WHAT YOU NEED TO DO: Please rewrite every line of the records below as a numbered list, leaving out any blank lines.

THE RECORDS:
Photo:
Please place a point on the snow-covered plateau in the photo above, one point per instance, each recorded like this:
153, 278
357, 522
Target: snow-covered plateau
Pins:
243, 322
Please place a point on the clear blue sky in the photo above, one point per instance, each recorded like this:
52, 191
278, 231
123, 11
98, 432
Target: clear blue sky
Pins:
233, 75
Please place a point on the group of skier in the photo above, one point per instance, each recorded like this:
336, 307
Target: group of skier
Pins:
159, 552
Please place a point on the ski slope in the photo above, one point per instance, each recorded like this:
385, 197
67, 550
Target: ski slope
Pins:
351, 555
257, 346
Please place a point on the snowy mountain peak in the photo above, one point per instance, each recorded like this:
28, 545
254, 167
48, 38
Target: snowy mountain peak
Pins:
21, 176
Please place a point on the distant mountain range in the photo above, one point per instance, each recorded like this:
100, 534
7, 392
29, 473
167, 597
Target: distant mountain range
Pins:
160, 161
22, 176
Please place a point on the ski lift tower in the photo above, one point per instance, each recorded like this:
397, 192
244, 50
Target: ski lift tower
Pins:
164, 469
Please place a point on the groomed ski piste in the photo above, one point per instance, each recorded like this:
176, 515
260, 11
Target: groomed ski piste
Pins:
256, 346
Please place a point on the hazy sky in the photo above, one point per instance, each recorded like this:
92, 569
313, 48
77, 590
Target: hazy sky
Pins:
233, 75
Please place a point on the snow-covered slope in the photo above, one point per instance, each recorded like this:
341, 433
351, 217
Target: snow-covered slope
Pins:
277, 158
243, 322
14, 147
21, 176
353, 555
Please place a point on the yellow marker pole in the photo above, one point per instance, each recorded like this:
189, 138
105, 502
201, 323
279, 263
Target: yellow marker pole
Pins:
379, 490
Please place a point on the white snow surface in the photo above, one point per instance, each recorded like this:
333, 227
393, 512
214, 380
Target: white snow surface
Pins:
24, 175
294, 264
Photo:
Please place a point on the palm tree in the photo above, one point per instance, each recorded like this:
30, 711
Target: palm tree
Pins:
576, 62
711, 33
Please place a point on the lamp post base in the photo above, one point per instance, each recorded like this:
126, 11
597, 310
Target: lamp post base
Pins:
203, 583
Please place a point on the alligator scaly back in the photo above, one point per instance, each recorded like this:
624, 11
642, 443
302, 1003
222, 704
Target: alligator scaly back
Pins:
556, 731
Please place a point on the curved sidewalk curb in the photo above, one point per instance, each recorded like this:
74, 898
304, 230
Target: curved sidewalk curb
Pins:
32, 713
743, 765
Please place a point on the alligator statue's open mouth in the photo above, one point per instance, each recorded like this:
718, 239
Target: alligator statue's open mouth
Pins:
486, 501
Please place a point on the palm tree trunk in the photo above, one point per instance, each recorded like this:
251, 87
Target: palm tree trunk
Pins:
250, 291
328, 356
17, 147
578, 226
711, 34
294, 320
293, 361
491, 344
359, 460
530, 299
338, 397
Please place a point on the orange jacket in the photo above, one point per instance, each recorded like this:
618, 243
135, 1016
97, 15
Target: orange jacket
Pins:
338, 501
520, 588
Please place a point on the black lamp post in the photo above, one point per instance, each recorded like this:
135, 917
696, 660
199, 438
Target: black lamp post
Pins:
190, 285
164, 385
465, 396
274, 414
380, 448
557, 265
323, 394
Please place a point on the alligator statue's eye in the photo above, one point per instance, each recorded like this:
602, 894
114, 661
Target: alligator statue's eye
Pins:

SOLUTION:
1. Photo:
2. Please place a point on the snow-covered plateau in the photo above, one point per instance, each recorded like this:
3. 153, 278
4. 357, 522
5. Target: snow-covered plateau
6. Pins:
7. 243, 322
8. Please place a point on the clear blue sky in the photo above, one point per instance, each recorded like this:
9. 52, 191
10. 278, 231
11. 123, 11
12. 98, 432
13. Target: clear blue sky
14. Pins:
15. 233, 75
16. Please place a point on the group of skier in the photo above, one point per instance, each recorded like this:
17. 336, 307
18. Target: group of skier
19. Pins:
20. 159, 552
21. Please place a point on the ski slope in the photo above, one point per instance, each recorded like this:
22. 385, 197
23. 67, 550
24. Target: ski slope
25. Pins:
26. 351, 555
27. 257, 346
28. Please place a point on the snowy mountain peak in the photo above, one point per instance, each recorded like this:
29. 28, 545
30. 254, 167
31. 48, 38
32. Target: snowy mountain peak
33. Pins:
34. 21, 176
35. Please place a point on the distant mountain range in the photo above, one point per instance, each recorded like this:
36. 100, 534
37. 7, 392
38. 29, 473
39. 167, 597
40. Target: distant mountain range
41. Pins:
42. 160, 161
43. 22, 176
44. Please place a point on the ski lift tower in the photo above, one point per instance, each recorded like this:
45. 397, 192
46. 244, 50
47. Target: ski lift tower
48. Pins:
49. 164, 469
50. Please place a point on the groomed ski piste in the photo above, one point per instance, each recorded like this:
51. 176, 515
52. 260, 11
53. Target: groomed ski piste
54. Pins:
55. 256, 346
56. Please place a point on the hazy sky in the photo above, one point per instance, each recorded like this:
57. 92, 569
58. 313, 48
59. 77, 590
60. Target: hazy sky
61. Pins:
62. 233, 75
63. Please place a point on the snow-covered slope in the photo above, one point per instance, each recorded like this:
64. 341, 433
65. 351, 217
66. Target: snow-covered slope
67. Pins:
68. 277, 158
69. 243, 322
70. 14, 147
71. 21, 176
72. 353, 555
73. Please place a point on the yellow marker pole in the photo above, one point per instance, each recorded like this:
74. 189, 138
75. 105, 502
76. 201, 323
77. 279, 263
78. Target: yellow marker pole
79. Pins:
80. 379, 490
81. Please place a point on the white snow surface in the photo above, one point per instance, each recorded like this:
82. 333, 227
83. 393, 512
84. 214, 380
85. Target: white snow surface
86. Pins:
87. 24, 175
88. 294, 264
89. Photo:
90. Please place a point on the palm tree in the photo above, one point per instance, each recorded like this:
91. 30, 711
92. Target: palm tree
93. Pins:
94. 576, 62
95. 711, 33
96. Please place a point on the lamp post base in the photo above, one point per instance, each recorded like this:
97. 126, 11
98. 597, 310
99. Target: lamp post base
100. Pins:
101. 203, 583
102. Please place a point on the alligator scaly back in the photo above, one point per instance, each recorded like this:
103. 624, 11
104. 642, 443
105. 302, 1003
106. 222, 704
107. Target: alligator scaly back
108. Pins:
109. 556, 731
110. Please place a point on the curved sidewalk curb in the photo above, one point per instance, each recorded like this:
111. 74, 898
112. 304, 230
113. Target: curved sidewalk curb
114. Pins:
115. 32, 713
116. 743, 765
117. Please place a point on the alligator statue's open mouth in the photo above, one point per instance, each recorded like this:
118. 718, 239
119. Target: alligator statue's open mouth
120. Pins:
121. 486, 501
122. Please place a point on the palm tree trunk in the photo above, one point per instance, each recorded like this:
123. 251, 87
124. Target: palm tree trunk
125. Pins:
126. 250, 291
127. 328, 356
128. 17, 147
129. 578, 226
130. 711, 34
131. 294, 320
132. 293, 361
133. 491, 344
134. 359, 460
135. 530, 299
136. 338, 397
137. Please place a point on the orange jacket in the photo above, one point per instance, each recorded like this:
138. 618, 243
139. 135, 1016
140. 97, 15
141. Target: orange jacket
142. Pins:
143. 338, 501
144. 520, 588
145. Please place a point on the black lamp post in the photo above, one point per instance, each recorded like this:
146. 135, 917
147. 696, 660
148. 199, 438
149. Target: black lamp post
150. Pins:
151. 190, 285
152. 164, 385
153. 465, 396
154. 274, 414
155. 380, 448
156. 557, 265
157. 323, 394
158. Please place a point on the alligator statue's eye in the photo above, one point per instance, each recorded like this:
159. 602, 894
160. 114, 661
161. Target: alligator statue's eye
162. Pins:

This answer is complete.